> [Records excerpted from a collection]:
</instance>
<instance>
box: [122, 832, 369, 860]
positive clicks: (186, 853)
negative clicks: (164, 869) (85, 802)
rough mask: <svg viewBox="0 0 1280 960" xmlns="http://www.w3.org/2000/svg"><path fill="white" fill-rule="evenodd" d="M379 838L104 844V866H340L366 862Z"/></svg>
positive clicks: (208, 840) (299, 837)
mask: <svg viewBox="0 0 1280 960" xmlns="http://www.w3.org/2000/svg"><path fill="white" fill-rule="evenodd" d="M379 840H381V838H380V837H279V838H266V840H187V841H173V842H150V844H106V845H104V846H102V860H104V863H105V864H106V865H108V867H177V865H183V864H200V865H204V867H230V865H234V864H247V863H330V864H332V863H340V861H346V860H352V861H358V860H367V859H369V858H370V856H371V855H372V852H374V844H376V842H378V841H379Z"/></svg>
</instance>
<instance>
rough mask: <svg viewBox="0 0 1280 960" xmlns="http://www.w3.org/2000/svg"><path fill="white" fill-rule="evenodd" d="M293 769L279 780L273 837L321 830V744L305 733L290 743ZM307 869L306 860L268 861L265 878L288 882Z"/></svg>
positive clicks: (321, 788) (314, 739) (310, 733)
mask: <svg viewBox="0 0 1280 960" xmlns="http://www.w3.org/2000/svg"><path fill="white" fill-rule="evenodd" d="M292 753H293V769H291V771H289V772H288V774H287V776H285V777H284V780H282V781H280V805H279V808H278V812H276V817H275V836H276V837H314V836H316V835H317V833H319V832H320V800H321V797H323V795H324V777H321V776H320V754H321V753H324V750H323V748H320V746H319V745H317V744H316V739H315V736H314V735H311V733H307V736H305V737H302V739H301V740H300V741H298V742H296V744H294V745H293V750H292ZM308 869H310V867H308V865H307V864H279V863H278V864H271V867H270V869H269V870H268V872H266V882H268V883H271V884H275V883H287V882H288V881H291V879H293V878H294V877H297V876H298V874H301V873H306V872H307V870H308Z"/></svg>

==

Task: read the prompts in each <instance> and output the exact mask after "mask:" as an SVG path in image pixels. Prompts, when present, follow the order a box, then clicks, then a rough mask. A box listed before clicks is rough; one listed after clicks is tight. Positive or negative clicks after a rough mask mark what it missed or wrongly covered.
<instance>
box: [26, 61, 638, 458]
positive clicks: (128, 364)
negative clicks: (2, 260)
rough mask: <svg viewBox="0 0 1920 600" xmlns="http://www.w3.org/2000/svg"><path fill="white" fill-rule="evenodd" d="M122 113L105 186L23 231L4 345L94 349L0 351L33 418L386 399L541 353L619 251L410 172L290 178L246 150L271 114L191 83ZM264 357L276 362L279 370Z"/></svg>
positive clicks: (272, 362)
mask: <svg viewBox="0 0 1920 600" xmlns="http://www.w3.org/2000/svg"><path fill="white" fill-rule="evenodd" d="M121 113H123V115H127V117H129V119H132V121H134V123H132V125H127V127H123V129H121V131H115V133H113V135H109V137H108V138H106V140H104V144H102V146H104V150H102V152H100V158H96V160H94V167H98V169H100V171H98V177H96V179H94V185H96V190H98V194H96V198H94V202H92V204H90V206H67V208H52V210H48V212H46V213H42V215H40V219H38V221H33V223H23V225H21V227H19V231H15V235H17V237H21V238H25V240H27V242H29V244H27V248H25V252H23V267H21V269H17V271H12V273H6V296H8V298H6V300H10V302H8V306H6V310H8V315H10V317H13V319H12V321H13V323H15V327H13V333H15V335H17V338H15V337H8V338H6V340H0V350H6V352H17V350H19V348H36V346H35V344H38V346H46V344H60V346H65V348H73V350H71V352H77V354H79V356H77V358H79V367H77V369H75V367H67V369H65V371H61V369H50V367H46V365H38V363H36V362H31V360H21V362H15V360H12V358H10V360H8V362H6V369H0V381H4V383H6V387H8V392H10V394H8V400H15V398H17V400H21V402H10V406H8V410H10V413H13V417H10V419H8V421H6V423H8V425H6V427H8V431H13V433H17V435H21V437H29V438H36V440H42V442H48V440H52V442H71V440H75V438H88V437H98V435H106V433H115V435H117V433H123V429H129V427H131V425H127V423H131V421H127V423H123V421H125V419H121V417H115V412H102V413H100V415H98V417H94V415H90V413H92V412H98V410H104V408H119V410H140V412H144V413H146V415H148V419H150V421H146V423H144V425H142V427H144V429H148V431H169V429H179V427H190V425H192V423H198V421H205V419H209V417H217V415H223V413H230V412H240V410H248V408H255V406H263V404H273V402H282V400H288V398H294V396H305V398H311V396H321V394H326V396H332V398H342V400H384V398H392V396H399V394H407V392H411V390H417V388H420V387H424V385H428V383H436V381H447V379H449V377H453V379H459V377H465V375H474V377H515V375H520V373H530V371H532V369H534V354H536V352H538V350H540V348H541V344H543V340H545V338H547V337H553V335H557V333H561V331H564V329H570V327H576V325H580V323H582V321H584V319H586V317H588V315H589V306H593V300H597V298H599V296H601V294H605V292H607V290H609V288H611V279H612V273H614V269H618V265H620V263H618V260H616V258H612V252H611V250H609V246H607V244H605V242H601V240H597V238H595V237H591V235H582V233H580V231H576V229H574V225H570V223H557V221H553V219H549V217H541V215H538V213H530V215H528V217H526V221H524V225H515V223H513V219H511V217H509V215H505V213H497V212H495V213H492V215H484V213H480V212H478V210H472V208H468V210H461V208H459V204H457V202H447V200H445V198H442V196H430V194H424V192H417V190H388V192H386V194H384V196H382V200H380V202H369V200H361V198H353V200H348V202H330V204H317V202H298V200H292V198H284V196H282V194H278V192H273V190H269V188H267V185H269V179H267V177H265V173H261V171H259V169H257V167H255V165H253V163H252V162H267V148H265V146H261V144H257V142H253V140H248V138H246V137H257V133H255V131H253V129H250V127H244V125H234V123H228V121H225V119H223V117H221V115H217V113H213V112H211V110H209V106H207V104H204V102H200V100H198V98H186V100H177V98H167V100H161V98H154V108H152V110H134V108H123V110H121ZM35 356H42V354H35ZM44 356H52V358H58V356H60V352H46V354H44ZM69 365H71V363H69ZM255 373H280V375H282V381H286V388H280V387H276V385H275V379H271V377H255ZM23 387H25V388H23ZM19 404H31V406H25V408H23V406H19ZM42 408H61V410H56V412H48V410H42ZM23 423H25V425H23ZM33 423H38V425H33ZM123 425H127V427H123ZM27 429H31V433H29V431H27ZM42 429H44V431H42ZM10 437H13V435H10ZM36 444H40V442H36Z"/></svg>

> [Action item]: Could you reproduce, exactly, every line above from the line with "negative clicks: (2, 260)" to the line with "113L105 186L23 231L4", and no other line? Both ends count.

> [Exercise solution]:
negative clicks: (2, 260)
rough mask: <svg viewBox="0 0 1920 600" xmlns="http://www.w3.org/2000/svg"><path fill="white" fill-rule="evenodd" d="M122 113L105 186L23 231L4 345L94 349L0 351L33 418L386 399L541 353L619 251L410 172L290 178L246 150L271 114L191 83ZM264 357L276 362L279 370Z"/></svg>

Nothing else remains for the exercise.